> PASSAGE PROVIDED:

◇ ◇ ◇ ◇ ◇ ◇ ◇

The Renaissance Mind Mirrored in Art
Osmond, Susan Fegley, The World and I
This article aims to outline some basic changes in worldview that took place during the Renaissance--a movement and an era of awakening that turned from the medieval order and laid the basis for Western civilization up to the present. Today, when the Renaissance is mentioned, what springs to most people's mind is art. Therefore, we will take painting and sculpture as our springboard for discussing some fundamental changes in attitude--using Renaissance art as a window, as it were, onto the Renaissance mind. In particular we will look at how art evidences new attitudes toward man, his place in the world, and his relationship to God.
Renaissance (from the French for "rebirth") is a term coined in the nineteenth century originally to denote the revival of art and letters under the influence of ancient Roman and Greek models. This revival began in Italy in the fourteenth century, flourished in the fifteenth, and in the sixteenth reached apogee and then crisis in Italy while it spread through most of Europe. But humanism's classical learning alone cannot account for the immense changes that took place during these centuries; moreover, movements originating in the North also contributed to these changes. Therefore the term Renaissance has also come to denote the era in general and its overriding spirit, in which desires intrinsic to human nature, generally repressed under medieval feudalism, burst forth with new fervor and resulted in a new culture.
Understood as an era and also as an inspiritus of awakening, the Renaissance includes both the movement of humanism that emanated from Italy and the northern-based Reformation (and its precursors in England and Bohemia in the fourteenth and fifteenth centuries). These two developments should by no means be equated with each other, but they had in some respects a common root and exerted a powerful influence on each other. The era is also characterized by increasing secularization, burgeoning trade (run by a powerful merchant class), the expanding power of northern European monarchies and of vying Italian city-states, and the beginnings of the age of exploration and the scientific revolution.
It seems that the Renaissance sprang forth in response to the need for outlets through which some basic human desires, generally denied in the medieval order of things, could be expressed and find fulfillment. One sees during the Renaissance a marked increase in individual freedom and autonomy, and the acceptance of physical existence and of the desire to pursue a happy, practical life. Renaissance thinkers stressed man's intrinsic value and dignity as a being created in the image and likeness of God. Related to this was a pervasive desire to pursue a direct relationship with the Divinity founded on personal mystical experience and/or the study of Scripture, early church writings, and even pagan texts reinterpreted in Christian terms. Also fundamental to the era was the desire to understand and master nature through direct observation and the discovery of its laws and structure.

◇ ◇ ◇ ◇ ◇ ◇ ◇

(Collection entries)
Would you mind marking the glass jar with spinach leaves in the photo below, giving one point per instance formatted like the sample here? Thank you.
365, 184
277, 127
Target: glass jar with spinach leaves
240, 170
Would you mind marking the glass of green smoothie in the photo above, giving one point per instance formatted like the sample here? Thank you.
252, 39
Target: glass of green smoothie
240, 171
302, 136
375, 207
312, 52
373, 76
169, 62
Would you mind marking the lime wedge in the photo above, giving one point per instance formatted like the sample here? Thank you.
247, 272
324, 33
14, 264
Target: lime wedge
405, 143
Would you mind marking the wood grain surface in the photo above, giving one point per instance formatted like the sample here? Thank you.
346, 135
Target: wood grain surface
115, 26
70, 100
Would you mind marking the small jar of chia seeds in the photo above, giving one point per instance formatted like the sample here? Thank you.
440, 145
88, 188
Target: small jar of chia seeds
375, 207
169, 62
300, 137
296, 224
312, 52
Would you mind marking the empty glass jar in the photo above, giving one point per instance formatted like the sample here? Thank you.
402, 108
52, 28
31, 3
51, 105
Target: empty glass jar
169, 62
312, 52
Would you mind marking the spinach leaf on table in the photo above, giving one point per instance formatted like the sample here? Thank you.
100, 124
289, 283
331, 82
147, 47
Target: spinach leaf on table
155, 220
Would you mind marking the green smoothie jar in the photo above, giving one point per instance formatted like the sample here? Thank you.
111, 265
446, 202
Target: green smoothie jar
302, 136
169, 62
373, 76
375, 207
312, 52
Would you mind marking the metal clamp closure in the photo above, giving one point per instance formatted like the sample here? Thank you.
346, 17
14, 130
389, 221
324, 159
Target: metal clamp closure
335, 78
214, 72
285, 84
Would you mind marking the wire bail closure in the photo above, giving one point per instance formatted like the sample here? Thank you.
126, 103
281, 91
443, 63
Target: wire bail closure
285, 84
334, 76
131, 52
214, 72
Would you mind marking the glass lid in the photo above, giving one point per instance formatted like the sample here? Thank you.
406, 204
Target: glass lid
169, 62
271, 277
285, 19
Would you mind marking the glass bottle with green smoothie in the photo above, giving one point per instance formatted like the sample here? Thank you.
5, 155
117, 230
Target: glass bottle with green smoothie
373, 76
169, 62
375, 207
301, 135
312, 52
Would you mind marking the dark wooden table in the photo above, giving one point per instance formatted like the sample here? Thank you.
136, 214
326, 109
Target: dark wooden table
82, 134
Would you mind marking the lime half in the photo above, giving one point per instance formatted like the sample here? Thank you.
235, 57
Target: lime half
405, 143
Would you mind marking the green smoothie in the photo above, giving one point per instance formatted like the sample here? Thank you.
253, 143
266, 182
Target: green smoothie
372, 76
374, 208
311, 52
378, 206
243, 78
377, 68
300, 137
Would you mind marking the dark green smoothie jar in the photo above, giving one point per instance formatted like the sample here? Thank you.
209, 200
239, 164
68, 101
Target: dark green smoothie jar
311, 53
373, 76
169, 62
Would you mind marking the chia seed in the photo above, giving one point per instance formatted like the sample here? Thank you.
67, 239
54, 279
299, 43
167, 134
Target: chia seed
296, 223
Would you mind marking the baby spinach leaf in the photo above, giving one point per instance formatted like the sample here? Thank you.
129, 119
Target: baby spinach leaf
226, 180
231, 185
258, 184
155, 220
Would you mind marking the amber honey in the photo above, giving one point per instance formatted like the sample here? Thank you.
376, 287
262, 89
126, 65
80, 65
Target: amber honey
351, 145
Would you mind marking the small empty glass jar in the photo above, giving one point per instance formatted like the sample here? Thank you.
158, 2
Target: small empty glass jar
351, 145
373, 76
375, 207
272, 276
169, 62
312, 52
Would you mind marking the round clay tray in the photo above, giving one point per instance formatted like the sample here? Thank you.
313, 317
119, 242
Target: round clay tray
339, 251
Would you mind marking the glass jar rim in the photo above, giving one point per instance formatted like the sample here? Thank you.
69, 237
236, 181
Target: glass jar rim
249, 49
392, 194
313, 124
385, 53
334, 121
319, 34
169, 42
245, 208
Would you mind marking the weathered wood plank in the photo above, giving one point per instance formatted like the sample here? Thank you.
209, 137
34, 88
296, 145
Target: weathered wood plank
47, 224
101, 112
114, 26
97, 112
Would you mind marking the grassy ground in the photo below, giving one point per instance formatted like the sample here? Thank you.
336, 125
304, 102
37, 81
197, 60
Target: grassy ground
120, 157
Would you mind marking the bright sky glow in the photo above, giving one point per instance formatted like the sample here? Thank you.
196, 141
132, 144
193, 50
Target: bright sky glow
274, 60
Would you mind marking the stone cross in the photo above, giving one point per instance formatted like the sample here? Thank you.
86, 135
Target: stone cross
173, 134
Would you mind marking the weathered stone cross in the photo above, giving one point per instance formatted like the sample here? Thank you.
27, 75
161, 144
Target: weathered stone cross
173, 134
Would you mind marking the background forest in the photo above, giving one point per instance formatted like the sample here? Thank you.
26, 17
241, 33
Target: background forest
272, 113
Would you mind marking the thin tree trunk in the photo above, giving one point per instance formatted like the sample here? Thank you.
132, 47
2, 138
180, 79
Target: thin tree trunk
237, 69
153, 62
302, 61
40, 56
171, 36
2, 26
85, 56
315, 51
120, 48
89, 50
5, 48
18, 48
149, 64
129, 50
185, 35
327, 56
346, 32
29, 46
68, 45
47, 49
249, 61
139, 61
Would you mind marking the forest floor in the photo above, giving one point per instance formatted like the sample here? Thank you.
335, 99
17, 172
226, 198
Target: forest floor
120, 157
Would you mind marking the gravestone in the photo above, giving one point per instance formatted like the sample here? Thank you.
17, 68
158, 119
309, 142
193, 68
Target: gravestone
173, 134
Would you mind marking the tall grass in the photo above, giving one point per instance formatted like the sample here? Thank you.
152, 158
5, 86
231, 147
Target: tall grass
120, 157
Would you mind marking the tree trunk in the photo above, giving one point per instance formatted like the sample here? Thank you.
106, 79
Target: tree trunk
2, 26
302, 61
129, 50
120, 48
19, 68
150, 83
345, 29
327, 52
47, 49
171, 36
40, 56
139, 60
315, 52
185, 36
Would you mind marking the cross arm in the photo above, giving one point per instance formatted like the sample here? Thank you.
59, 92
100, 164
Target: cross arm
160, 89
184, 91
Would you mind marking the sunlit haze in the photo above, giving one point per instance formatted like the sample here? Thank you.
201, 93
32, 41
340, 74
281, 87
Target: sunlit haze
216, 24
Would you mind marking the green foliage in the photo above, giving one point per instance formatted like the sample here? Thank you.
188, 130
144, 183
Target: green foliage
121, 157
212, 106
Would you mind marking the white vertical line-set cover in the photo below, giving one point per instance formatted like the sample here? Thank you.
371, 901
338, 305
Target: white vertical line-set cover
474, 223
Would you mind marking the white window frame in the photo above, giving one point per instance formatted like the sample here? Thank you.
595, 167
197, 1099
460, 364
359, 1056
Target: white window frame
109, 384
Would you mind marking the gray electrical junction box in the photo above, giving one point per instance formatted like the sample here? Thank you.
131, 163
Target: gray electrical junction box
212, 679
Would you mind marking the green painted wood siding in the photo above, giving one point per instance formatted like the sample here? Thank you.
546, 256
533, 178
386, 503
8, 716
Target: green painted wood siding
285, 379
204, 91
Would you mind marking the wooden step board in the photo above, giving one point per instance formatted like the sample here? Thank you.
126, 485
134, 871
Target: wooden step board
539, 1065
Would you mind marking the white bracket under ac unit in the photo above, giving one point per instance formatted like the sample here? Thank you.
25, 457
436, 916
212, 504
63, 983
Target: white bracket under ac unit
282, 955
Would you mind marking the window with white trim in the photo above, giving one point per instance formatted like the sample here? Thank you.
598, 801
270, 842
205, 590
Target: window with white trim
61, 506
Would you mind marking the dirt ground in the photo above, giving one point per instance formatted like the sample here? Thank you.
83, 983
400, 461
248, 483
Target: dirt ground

◇ ◇ ◇ ◇ ◇ ◇ ◇

> REQUIRED ACTIONS:
1 > List every century mentioned in the article on the Renaissance mind and art.
2 > According to the article on the Renaissance mind and art, what does the French word behind "Renaissance" mean?
3 > From the article on the Renaissance mind and art, retype everything from "Renaissance (from the" down to "a new culture.".

> EXPECTED OUTPUTS:
1 > The fourteenth, fifteenth, sixteenth, and nineteenth centuries.

2 > It means "rebirth."

3 >
Renaissance (from the French for "rebirth") is a term coined in the nineteenth century originally to denote the revival of art and letters under the influence of ancient Roman and Greek models. This revival began in Italy in the fourteenth century, flourished in the fifteenth, and in the sixteenth reached apogee and then crisis in Italy while it spread through most of Europe. But humanism's classical learning alone cannot account for the immense changes that took place during these centuries; moreover, movements originating in the North also contributed to these changes. Therefore the term Renaissance has also come to denote the era in general and its overriding spirit, in which desires intrinsic to human nature, generally repressed under medieval feudalism, burst forth with new fervor and resulted in a new culture.